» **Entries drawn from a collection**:
......
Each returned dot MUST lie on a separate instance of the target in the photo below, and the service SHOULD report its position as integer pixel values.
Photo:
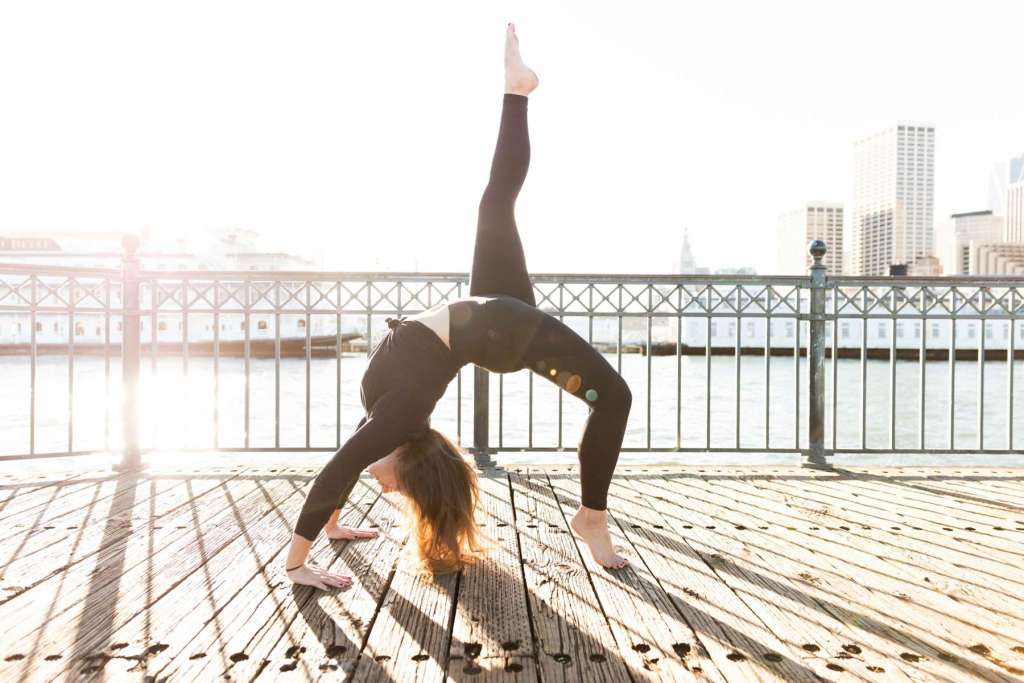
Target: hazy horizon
(363, 133)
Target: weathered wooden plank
(573, 639)
(788, 610)
(322, 635)
(48, 551)
(742, 647)
(409, 640)
(171, 625)
(807, 560)
(902, 596)
(914, 551)
(37, 501)
(649, 631)
(919, 506)
(70, 613)
(489, 644)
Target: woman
(499, 328)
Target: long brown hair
(441, 489)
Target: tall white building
(1015, 203)
(953, 241)
(815, 220)
(687, 263)
(893, 198)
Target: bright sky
(361, 132)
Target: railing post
(130, 352)
(481, 417)
(815, 454)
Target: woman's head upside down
(439, 484)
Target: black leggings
(510, 333)
(411, 367)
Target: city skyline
(650, 122)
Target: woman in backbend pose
(499, 328)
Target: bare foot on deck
(592, 526)
(348, 532)
(519, 79)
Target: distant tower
(687, 264)
(1015, 203)
(893, 199)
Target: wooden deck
(753, 573)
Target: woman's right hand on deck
(317, 578)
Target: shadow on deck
(738, 573)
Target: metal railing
(653, 329)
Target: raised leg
(499, 263)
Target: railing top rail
(42, 269)
(930, 281)
(542, 278)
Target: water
(178, 414)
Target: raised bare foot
(592, 527)
(348, 532)
(519, 79)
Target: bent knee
(614, 396)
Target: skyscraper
(1015, 203)
(815, 220)
(893, 198)
(958, 232)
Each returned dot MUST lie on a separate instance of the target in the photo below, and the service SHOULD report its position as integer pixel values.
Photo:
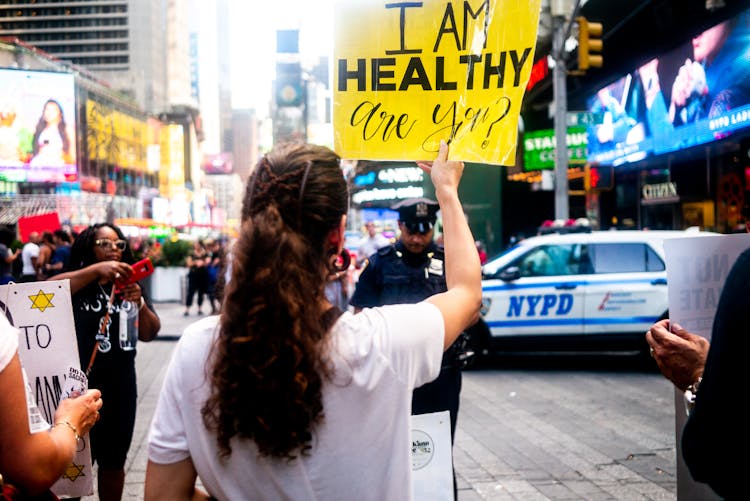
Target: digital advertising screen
(695, 94)
(37, 126)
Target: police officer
(408, 272)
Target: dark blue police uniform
(396, 276)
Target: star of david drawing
(73, 471)
(42, 301)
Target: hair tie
(304, 181)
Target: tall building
(123, 42)
(245, 140)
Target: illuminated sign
(37, 126)
(387, 183)
(695, 94)
(116, 137)
(539, 148)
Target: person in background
(197, 278)
(32, 462)
(29, 256)
(99, 258)
(215, 266)
(289, 381)
(61, 255)
(46, 251)
(482, 252)
(410, 271)
(7, 256)
(715, 435)
(54, 139)
(370, 243)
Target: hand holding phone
(141, 270)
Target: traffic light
(288, 85)
(590, 44)
(598, 177)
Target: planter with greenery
(170, 273)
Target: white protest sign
(432, 457)
(47, 347)
(697, 268)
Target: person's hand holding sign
(445, 174)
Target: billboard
(695, 94)
(217, 163)
(408, 75)
(37, 126)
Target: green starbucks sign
(539, 148)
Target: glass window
(624, 258)
(549, 260)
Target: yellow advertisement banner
(408, 74)
(116, 137)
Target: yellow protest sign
(408, 74)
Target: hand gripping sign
(408, 74)
(48, 349)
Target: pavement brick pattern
(521, 435)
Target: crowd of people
(324, 369)
(111, 314)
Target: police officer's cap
(417, 214)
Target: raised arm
(460, 303)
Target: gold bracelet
(72, 428)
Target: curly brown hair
(268, 366)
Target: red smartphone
(141, 270)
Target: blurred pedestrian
(29, 256)
(714, 435)
(7, 256)
(410, 271)
(299, 400)
(215, 267)
(370, 243)
(109, 317)
(482, 252)
(32, 462)
(46, 250)
(197, 278)
(61, 255)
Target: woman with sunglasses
(100, 258)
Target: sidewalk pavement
(506, 449)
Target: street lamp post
(561, 105)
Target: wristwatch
(690, 393)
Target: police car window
(548, 260)
(653, 261)
(624, 258)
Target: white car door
(627, 291)
(538, 293)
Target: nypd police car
(598, 290)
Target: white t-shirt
(8, 342)
(361, 448)
(30, 250)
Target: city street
(529, 428)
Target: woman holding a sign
(299, 400)
(32, 462)
(110, 314)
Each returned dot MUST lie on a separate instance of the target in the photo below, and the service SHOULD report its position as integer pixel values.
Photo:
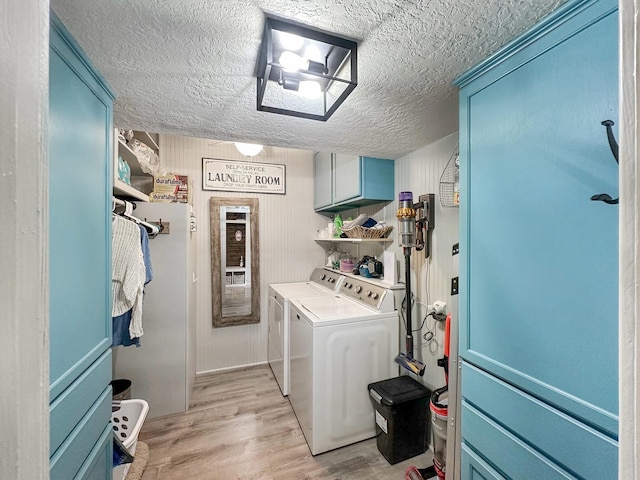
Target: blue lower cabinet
(473, 467)
(79, 449)
(99, 465)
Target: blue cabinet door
(322, 175)
(80, 145)
(539, 266)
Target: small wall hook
(613, 145)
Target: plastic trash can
(401, 410)
(121, 389)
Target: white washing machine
(339, 345)
(322, 283)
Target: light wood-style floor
(240, 427)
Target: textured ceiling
(187, 66)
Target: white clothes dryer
(322, 283)
(339, 345)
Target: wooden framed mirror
(235, 261)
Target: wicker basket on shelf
(362, 232)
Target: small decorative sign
(230, 176)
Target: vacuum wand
(407, 222)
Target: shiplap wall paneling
(288, 253)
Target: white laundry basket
(127, 422)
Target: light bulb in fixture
(248, 149)
(291, 62)
(291, 41)
(310, 88)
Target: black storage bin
(402, 417)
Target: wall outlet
(439, 307)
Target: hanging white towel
(128, 273)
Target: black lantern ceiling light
(304, 72)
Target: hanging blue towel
(120, 332)
(146, 254)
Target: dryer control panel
(327, 278)
(373, 296)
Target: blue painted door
(540, 259)
(80, 146)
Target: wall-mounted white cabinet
(348, 181)
(141, 182)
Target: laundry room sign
(230, 176)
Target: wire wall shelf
(450, 182)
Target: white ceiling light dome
(248, 149)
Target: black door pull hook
(613, 145)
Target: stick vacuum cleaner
(406, 215)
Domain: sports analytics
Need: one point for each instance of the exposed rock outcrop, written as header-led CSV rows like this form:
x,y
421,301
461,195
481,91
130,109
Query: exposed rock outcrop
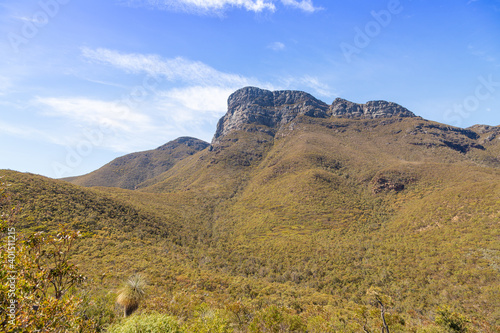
x,y
273,109
374,109
252,105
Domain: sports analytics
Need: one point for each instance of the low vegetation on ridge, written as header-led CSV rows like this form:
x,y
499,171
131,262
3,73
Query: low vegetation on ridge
x,y
317,225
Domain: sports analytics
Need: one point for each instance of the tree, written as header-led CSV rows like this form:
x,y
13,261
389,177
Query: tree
x,y
131,294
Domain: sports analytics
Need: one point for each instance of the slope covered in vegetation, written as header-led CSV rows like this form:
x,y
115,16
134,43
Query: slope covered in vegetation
x,y
310,224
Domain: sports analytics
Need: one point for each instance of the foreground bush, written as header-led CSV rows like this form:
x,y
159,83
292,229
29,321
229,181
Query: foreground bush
x,y
147,323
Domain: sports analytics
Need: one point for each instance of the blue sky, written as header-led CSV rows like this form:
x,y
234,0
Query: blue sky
x,y
83,82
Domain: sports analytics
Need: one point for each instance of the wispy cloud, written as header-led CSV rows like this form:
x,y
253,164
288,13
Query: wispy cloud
x,y
28,132
219,7
304,5
95,112
176,69
276,46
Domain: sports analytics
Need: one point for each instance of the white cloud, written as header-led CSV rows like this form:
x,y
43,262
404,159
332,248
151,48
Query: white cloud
x,y
304,5
201,99
95,112
276,46
27,132
205,7
218,7
176,69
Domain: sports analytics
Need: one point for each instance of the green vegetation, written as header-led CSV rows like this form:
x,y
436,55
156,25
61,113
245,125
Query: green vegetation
x,y
131,294
338,225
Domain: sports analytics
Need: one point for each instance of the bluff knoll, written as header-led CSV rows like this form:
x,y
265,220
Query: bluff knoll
x,y
252,105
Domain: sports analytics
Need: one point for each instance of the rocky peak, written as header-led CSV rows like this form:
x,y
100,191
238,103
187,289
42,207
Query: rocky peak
x,y
190,142
273,109
257,106
375,109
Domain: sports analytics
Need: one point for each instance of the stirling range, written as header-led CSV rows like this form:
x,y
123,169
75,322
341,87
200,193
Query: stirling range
x,y
251,105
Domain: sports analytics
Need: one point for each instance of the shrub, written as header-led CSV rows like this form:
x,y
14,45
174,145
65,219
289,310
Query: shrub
x,y
147,323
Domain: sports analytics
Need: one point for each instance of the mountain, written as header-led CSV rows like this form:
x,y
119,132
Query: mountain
x,y
299,210
130,170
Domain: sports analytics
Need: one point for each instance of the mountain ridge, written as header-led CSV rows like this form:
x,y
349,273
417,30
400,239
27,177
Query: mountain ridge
x,y
251,105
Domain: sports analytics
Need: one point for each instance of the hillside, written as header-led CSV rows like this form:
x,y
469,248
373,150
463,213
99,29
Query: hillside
x,y
303,206
130,170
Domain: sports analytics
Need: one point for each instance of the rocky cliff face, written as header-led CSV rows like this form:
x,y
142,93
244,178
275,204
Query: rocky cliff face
x,y
273,109
371,110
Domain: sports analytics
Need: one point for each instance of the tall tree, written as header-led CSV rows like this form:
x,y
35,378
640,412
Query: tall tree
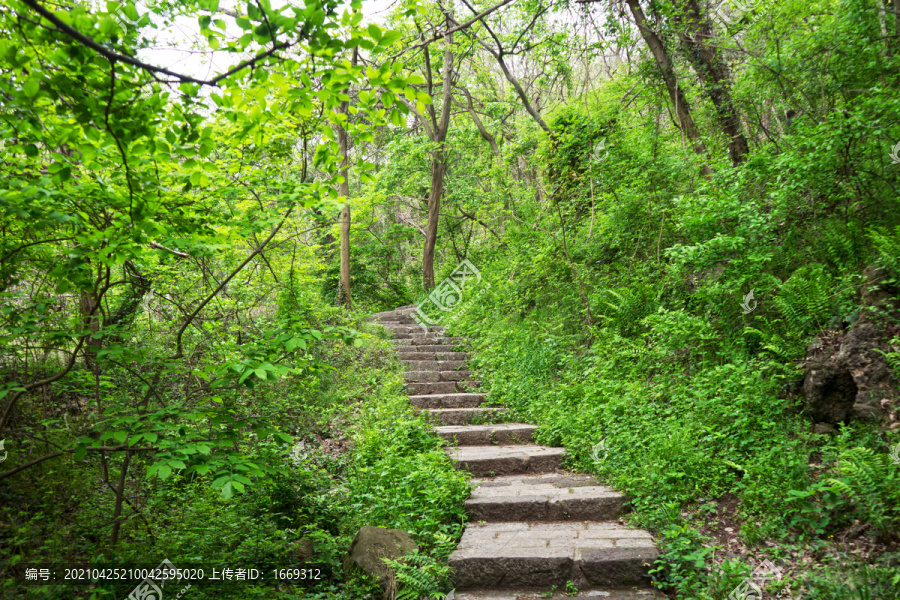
x,y
667,70
435,124
715,76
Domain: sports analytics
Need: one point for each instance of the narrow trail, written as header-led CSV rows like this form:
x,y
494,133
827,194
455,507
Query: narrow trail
x,y
534,527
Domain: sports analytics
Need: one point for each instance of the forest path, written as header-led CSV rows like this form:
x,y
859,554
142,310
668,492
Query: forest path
x,y
534,528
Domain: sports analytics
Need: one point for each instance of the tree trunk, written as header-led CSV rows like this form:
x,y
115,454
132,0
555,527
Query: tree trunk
x,y
667,70
438,170
714,76
344,293
438,161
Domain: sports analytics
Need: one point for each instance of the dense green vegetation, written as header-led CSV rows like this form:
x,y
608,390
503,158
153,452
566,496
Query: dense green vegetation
x,y
176,380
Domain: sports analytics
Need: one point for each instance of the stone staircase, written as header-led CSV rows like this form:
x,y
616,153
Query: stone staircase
x,y
534,528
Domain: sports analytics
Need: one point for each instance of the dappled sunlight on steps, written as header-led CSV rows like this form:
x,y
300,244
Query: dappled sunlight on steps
x,y
534,527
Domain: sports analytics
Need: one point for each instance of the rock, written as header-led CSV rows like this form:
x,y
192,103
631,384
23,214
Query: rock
x,y
861,355
823,429
829,390
371,545
855,380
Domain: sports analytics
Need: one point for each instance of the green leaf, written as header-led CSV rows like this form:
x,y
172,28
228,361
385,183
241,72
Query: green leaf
x,y
228,490
32,86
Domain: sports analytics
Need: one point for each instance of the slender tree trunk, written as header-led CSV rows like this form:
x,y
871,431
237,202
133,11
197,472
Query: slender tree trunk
x,y
438,161
345,297
714,75
667,70
438,170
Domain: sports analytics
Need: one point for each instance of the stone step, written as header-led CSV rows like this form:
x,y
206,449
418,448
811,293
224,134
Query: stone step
x,y
543,555
441,387
484,435
413,355
447,401
428,348
427,339
436,376
489,461
464,416
403,311
553,497
397,328
606,593
433,365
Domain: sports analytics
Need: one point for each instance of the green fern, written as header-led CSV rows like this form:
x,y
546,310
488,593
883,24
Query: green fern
x,y
887,247
805,299
872,482
419,576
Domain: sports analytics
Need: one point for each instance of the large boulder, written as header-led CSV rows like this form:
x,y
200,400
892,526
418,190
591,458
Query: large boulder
x,y
854,379
371,545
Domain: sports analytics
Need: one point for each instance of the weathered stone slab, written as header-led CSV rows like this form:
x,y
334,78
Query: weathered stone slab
x,y
433,365
509,554
447,400
484,435
422,376
440,387
484,461
413,355
606,593
463,416
543,498
455,375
......
» **Exercise details**: How many of the lines above contain the word "hillside"? Reply with the number only.

» **Exercise result**: 2